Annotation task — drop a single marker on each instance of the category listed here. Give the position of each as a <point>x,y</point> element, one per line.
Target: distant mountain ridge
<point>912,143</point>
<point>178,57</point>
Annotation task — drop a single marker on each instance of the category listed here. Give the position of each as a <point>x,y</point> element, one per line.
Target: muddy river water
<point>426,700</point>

-- -- --

- _Work instructions_: In full and word for word, write out the data above.

- _Response area_:
Annotation task — drop a single marker on each instance of the category listed here. Give the position of each as a <point>x,y</point> element, one per line.
Target: distant mountain ridge
<point>912,143</point>
<point>178,57</point>
Annotation task — drop a single marker on each instance of the category listed here. Give the position of each as a <point>x,y</point> element, one per line.
Target: muddy river water
<point>426,700</point>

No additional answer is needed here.